*ENTRIES SUPPLIED*.
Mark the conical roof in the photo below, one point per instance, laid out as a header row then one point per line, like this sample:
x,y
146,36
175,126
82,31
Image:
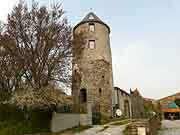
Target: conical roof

*TASK STATEMENT*. Every line above with the word "conical" belongs in the answer, copied as written.

*REPLY TO THE TASK*.
Mark the conical roof in the photo below, one point per instance, laid out as a header row then one point per line, like this sample:
Target: conical roof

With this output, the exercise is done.